* YOUR INSTRUCTIONS *
Reproduce the data from the line containing "Draw the outline of every instance of the dirt" through the end, requests included, and shift every coordinate in the answers by -131.

= = = = =

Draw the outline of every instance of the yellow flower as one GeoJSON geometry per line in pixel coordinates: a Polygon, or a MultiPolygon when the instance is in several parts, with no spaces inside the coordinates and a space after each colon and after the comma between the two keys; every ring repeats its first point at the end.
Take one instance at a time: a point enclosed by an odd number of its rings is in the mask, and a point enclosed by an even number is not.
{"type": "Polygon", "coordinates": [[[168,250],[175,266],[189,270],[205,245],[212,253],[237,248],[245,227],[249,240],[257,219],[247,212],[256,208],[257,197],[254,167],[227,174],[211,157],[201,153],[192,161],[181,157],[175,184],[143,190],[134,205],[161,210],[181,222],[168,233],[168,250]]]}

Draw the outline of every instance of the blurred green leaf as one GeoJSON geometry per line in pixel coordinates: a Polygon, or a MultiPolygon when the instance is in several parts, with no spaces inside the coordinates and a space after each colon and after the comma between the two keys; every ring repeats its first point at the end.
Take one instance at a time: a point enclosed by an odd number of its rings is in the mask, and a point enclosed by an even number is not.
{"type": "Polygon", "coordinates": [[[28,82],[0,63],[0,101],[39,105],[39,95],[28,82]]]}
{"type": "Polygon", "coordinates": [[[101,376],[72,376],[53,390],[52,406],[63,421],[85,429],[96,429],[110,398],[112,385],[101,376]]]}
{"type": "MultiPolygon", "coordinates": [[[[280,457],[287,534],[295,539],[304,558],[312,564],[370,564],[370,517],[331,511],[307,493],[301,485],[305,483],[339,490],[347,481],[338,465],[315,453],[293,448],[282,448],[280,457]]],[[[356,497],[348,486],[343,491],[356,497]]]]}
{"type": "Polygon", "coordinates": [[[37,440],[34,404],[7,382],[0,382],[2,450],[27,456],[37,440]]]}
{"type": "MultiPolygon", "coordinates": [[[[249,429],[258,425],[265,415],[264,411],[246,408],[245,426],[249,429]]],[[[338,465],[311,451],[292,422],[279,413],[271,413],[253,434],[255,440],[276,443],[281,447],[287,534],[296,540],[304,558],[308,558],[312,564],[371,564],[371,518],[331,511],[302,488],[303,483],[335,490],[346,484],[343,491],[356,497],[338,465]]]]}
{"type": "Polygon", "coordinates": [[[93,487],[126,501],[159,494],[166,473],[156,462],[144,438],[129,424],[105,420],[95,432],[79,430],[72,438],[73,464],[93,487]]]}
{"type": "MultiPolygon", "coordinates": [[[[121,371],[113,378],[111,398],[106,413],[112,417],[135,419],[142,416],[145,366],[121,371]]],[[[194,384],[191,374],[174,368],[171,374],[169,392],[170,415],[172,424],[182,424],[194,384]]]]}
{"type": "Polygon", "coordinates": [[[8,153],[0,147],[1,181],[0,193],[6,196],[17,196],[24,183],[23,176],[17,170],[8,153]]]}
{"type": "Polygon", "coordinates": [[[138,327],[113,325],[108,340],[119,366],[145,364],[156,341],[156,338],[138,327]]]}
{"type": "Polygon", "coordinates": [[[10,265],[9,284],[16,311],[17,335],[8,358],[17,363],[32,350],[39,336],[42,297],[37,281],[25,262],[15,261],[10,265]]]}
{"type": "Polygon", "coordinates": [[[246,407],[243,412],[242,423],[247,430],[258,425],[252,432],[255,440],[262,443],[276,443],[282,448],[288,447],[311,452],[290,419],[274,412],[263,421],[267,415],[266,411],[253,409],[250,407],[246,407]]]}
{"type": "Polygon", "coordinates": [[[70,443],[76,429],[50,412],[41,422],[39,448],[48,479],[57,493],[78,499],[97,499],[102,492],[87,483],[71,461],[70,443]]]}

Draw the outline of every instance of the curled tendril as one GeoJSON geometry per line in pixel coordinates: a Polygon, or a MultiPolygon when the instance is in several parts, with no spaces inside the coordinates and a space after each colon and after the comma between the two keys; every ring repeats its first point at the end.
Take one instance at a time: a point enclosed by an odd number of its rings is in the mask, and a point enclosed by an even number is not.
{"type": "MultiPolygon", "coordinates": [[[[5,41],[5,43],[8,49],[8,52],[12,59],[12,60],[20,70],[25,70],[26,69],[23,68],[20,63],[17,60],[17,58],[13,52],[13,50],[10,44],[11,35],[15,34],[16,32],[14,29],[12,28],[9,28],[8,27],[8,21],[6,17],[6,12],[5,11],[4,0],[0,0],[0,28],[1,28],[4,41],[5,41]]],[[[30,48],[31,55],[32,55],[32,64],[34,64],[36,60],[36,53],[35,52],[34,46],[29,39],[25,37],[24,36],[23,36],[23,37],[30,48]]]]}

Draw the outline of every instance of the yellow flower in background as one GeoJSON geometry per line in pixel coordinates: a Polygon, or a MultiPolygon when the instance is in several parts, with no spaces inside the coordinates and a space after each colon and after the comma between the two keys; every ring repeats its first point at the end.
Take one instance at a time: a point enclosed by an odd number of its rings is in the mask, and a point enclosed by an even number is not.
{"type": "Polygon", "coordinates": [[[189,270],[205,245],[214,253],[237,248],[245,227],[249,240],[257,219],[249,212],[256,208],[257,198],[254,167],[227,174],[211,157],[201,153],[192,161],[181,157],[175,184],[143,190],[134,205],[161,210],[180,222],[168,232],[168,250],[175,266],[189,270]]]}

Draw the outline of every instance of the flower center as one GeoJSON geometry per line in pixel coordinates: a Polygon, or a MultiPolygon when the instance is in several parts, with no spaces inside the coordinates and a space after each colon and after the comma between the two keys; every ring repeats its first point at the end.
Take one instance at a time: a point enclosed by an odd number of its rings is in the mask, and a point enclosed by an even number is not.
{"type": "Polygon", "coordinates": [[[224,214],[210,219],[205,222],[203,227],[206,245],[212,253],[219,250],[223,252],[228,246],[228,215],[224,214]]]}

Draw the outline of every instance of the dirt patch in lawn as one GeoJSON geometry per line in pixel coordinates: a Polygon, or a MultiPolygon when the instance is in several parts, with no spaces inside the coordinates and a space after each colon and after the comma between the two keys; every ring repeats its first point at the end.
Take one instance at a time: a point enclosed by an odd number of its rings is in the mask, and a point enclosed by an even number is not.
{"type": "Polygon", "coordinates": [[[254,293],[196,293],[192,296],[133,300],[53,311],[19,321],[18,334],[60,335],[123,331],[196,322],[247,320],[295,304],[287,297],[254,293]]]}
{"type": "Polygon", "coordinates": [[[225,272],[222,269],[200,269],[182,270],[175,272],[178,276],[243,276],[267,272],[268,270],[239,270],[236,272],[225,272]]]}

= = = = =

* RESPONSE BELOW *
Draw the outline of every instance of the dirt patch in lawn as one GeoJSON geometry per line in pixel coordinates: a Polygon, or a MultiPolygon when the instance is in several parts, with no spaces inside the coordinates and a space after each colon and after the comma between the two keys; every ring repeats its first point at the end.
Take one instance at a time: a point enclosed by an odd number of its rings is in the mask, and a point enclosed by an even number is not.
{"type": "Polygon", "coordinates": [[[123,162],[65,162],[61,165],[2,169],[-78,180],[-112,190],[-113,203],[-71,204],[-8,200],[65,191],[116,189],[164,173],[156,166],[123,162]]]}
{"type": "Polygon", "coordinates": [[[94,141],[91,138],[69,138],[51,139],[44,141],[47,145],[112,145],[136,141],[137,139],[108,139],[105,141],[94,141]]]}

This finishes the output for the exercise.